======== Given data ========

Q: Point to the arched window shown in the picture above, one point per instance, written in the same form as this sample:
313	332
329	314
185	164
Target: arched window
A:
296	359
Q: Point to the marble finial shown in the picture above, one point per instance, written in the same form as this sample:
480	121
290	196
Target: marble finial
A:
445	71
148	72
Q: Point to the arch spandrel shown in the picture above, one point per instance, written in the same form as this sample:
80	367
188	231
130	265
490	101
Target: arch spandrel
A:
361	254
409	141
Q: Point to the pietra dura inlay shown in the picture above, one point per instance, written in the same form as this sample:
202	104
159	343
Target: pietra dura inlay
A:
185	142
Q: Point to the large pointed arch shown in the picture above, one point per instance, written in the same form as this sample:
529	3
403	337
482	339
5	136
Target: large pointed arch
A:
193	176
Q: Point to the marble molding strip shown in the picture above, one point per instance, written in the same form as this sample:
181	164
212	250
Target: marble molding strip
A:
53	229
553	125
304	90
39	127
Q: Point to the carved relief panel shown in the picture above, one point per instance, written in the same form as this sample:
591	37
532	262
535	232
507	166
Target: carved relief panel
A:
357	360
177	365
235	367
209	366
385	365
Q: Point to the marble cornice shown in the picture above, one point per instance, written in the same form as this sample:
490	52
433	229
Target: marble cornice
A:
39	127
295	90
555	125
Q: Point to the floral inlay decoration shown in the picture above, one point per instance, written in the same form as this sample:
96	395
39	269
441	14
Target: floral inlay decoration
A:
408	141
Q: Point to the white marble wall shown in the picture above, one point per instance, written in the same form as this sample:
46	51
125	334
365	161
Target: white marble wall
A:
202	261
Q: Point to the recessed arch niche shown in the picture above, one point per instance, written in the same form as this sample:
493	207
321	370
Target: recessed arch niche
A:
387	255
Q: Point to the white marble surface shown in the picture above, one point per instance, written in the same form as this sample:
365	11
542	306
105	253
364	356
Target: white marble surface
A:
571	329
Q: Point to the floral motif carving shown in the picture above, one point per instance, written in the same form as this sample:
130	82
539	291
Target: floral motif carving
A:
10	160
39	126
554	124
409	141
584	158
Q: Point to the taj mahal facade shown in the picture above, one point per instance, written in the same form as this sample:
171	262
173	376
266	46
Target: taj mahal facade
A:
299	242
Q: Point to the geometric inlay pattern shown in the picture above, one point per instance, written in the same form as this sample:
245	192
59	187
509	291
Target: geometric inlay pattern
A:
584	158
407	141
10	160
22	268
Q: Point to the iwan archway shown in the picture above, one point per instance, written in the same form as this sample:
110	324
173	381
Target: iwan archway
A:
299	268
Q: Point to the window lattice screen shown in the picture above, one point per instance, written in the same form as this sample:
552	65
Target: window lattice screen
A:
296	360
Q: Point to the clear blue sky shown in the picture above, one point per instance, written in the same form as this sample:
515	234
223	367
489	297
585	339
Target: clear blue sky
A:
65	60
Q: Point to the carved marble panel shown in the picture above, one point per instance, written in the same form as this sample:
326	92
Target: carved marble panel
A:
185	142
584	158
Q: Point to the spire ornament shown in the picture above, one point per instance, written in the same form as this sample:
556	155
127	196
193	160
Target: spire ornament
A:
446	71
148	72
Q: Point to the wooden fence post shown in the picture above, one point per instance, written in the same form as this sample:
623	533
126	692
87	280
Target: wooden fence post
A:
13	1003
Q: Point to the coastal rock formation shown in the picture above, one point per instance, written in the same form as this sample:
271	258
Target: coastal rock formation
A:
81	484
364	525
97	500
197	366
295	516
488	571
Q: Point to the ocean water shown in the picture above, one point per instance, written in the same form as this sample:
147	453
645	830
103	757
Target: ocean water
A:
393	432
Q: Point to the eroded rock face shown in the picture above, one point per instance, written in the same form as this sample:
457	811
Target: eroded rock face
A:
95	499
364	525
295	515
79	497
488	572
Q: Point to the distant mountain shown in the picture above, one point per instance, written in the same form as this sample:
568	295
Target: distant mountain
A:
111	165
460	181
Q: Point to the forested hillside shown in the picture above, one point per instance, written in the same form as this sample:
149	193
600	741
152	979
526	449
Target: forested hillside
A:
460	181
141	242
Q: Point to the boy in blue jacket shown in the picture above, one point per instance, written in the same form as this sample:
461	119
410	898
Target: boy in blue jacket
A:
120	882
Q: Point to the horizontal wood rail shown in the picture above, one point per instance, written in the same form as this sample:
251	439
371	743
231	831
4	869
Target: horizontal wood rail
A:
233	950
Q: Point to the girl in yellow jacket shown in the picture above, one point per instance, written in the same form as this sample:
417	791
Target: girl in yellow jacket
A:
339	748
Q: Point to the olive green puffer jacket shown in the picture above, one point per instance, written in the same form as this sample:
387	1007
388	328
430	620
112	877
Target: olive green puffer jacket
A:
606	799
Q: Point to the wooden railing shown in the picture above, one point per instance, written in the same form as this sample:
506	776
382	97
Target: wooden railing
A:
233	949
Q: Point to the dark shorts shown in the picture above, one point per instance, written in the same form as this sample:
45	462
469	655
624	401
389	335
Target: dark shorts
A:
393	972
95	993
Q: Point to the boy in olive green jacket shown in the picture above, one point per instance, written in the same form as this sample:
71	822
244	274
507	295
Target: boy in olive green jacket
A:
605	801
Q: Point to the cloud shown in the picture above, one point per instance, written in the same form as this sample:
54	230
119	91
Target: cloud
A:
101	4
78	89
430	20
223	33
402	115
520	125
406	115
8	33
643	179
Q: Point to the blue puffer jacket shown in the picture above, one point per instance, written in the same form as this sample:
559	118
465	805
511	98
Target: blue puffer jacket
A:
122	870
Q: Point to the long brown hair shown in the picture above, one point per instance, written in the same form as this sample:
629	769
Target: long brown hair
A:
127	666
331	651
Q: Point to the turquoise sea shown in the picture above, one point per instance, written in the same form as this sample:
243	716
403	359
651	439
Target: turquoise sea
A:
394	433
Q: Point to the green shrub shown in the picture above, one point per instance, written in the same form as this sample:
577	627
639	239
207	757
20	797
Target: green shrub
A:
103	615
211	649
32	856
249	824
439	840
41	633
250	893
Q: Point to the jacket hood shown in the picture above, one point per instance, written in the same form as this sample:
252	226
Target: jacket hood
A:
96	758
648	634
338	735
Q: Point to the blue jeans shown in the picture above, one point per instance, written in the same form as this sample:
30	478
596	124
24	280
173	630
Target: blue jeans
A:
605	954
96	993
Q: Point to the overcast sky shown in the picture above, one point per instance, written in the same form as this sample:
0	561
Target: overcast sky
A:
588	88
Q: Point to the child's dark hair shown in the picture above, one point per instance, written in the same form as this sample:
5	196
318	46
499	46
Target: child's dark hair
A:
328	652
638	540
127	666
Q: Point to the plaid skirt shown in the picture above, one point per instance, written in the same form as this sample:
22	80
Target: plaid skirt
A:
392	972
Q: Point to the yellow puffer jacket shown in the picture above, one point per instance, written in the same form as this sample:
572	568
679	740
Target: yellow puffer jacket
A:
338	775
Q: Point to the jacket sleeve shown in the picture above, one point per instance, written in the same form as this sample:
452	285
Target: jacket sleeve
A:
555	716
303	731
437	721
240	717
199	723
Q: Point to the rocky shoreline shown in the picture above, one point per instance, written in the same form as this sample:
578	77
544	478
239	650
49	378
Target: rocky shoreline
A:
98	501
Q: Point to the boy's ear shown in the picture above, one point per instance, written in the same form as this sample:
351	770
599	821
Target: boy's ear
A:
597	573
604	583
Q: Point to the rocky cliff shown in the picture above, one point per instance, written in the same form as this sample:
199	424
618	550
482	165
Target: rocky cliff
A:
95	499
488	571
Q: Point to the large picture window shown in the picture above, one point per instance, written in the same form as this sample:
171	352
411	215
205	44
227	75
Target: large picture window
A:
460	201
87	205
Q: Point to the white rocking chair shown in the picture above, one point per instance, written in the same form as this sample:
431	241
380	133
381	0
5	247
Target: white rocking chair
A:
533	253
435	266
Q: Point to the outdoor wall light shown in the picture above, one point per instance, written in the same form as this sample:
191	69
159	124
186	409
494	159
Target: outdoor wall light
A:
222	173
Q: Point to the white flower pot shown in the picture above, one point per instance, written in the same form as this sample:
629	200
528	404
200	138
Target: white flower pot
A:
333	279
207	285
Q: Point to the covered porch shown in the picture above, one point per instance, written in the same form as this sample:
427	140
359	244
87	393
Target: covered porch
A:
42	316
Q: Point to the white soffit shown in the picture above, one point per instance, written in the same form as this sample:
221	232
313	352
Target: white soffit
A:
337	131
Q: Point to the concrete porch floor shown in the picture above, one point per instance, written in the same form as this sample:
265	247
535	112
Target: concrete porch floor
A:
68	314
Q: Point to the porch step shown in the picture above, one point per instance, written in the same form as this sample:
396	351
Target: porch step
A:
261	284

========

▸ **To do**: Lines from the one containing "Target: white flower pot" through the last line of the records, both included, are the only ones to print, each exactly as it is.

▸ **Response to this exercise**:
Target: white flower pot
A:
333	279
207	285
Q: Point to the covered porch shown in the picture above, one point per instance, written in the same form as this sample:
427	140
359	244
87	393
Target: covered porch
A:
42	316
Q: Point to the white soffit shown in the picture above, one point per instance, written in the same form as this sample:
221	232
313	352
Target: white soffit
A:
337	131
Q: Point to the concrete porch floor shown in the picture above, one point per instance, written in the same form as this sample:
265	247
535	112
Target: concrete porch floor
A:
68	314
Q: Point to the porch step shown in the picture above, one point per instance, written in the same form as this sample:
396	351
Target: porch step
A:
261	284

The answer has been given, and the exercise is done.